- [Extract to read]
▶
I am available to meet with you, if you’d like, answer an email, or talk by phone. I have an email list, the E-Fishwrapper, which goes out when events compel and time permits me to send one out. If you’re interested in this work and work in this vein, please email me and I’ll put you on the list.

 

§                   McClure on Projective Verse: (text, sound.)

 

§                   McClure reading Dolphin Skull. (Me & class continuing.)

 

§                   McClure Personal Universe Deck (handout)

 

§                   Adding to your sense words, write 10 words that correspond to movement. Also, ten words that reflect heroes, SHE-roes, power animals, Gods, archetypes, etc. Things that represent your past, present and future; your good side as well as your shadow side. These are concrete words that you think taste good and it might be weird. Also choose one abstract word to finish the deal. Write the words on the cards. You can make them more fancy later by adding some art to them.
◀
- [Aim 1] Display each line of the rows that contains the string "bird".
- [Aim 2] Write the next part of the McClure writing-exercise passage, picking up after its last sentence.
The passage and the rows have no connection to each other.

- [Dataset records]
▶
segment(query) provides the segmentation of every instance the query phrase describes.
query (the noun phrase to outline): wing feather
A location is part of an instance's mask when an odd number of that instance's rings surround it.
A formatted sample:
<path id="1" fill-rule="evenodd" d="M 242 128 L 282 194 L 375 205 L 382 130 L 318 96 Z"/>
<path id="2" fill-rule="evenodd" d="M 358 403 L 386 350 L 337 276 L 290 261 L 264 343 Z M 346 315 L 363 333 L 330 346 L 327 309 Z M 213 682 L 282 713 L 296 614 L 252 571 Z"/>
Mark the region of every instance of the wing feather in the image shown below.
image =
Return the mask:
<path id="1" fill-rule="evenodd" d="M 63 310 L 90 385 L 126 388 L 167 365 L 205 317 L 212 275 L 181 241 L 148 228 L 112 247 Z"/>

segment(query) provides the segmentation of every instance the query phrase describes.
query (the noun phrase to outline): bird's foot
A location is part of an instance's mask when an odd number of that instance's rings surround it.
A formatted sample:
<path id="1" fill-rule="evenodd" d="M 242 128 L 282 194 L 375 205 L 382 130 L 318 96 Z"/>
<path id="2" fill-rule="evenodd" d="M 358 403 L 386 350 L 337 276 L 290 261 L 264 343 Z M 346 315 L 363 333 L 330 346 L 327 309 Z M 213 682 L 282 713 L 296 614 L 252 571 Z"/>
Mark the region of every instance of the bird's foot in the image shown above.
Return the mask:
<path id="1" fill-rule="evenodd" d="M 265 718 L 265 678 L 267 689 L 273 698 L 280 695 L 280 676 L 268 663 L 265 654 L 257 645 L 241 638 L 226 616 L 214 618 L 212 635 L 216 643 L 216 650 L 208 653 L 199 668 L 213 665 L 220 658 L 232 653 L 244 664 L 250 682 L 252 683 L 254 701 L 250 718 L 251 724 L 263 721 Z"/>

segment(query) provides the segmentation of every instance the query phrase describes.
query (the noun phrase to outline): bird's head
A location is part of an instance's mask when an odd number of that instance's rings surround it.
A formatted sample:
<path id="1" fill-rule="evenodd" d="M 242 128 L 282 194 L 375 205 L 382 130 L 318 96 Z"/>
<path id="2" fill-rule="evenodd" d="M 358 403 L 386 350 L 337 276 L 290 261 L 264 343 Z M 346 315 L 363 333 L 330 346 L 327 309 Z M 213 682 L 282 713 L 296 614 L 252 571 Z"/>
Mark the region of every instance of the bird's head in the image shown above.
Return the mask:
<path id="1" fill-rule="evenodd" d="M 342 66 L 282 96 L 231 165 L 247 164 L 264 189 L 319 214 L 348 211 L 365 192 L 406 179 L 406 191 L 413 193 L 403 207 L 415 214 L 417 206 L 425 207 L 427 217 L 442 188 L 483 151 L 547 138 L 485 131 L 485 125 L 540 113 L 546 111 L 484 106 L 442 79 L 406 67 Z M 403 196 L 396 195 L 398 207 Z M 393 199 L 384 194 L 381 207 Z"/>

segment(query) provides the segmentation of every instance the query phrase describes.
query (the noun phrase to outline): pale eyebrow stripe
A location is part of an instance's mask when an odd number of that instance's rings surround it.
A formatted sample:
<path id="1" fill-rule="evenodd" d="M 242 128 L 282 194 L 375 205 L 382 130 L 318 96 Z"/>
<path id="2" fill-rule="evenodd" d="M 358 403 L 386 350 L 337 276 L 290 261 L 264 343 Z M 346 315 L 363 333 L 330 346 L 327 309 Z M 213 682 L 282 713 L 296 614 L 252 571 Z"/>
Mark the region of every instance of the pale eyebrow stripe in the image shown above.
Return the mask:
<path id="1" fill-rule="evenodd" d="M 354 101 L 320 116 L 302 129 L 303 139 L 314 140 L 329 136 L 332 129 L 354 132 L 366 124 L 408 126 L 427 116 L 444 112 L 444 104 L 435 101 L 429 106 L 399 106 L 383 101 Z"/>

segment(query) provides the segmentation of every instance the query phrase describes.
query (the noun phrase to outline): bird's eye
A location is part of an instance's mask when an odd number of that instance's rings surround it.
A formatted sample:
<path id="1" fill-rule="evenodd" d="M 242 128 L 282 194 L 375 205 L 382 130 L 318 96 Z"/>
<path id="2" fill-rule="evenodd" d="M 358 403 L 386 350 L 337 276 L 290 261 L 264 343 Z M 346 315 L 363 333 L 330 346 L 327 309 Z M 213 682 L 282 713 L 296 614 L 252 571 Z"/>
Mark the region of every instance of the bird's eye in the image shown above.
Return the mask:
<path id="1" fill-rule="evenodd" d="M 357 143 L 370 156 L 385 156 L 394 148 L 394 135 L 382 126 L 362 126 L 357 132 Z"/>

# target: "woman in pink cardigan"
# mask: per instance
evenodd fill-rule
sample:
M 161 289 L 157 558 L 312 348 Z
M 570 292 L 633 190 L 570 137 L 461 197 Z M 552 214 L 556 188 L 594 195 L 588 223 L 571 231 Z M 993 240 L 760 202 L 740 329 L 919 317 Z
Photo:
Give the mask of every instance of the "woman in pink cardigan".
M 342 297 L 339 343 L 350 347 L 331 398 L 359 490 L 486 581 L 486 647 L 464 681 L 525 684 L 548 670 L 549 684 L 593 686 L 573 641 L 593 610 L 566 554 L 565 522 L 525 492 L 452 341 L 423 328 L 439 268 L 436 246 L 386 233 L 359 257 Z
◀
- [Expected output 1]
query (the noun phrase to outline): bird's foot
Mark the region of every instance of the bird's foot in the image shown above.
query (the noun phrase to outline): bird's head
Mark the region of every instance of the bird's head in the image shown above.
query (the noun phrase to outline): bird's eye
Mark the region of every instance of the bird's eye in the image shown above.

- [Expected output 2]
§                   Exercise: Write. You can continue the sonnet series, write the Father or Mother poem, use any of the exercises we covered in class, or begin a serial poem about your mythic self, perhaps using Dolphin Skull as a model. Perhaps taking off from the last image in your Mom or Dad poem. Or, start with a salient image from your own name, or from an archetype. When you get stuck you can use one of several prompting devices that we covered. To review:

 

  1. Alluvials. Read a previous stanza, or two or three above where you are in the poem, or go all the way back to the beginning until you get a hit.

 

  1. Quotes from other poets. You can scan through the books up here, through your notes, or old poems. This was one of Robin Blaser’s techniques and he died on Thursday and may he rest in peace.

 

  1. Add some sensory input from the world around you. Nothing happens by accident. Remember the cops were arresting someone when we went outside to write that one week? In the moment you’ll know whether it fits in the poem or not.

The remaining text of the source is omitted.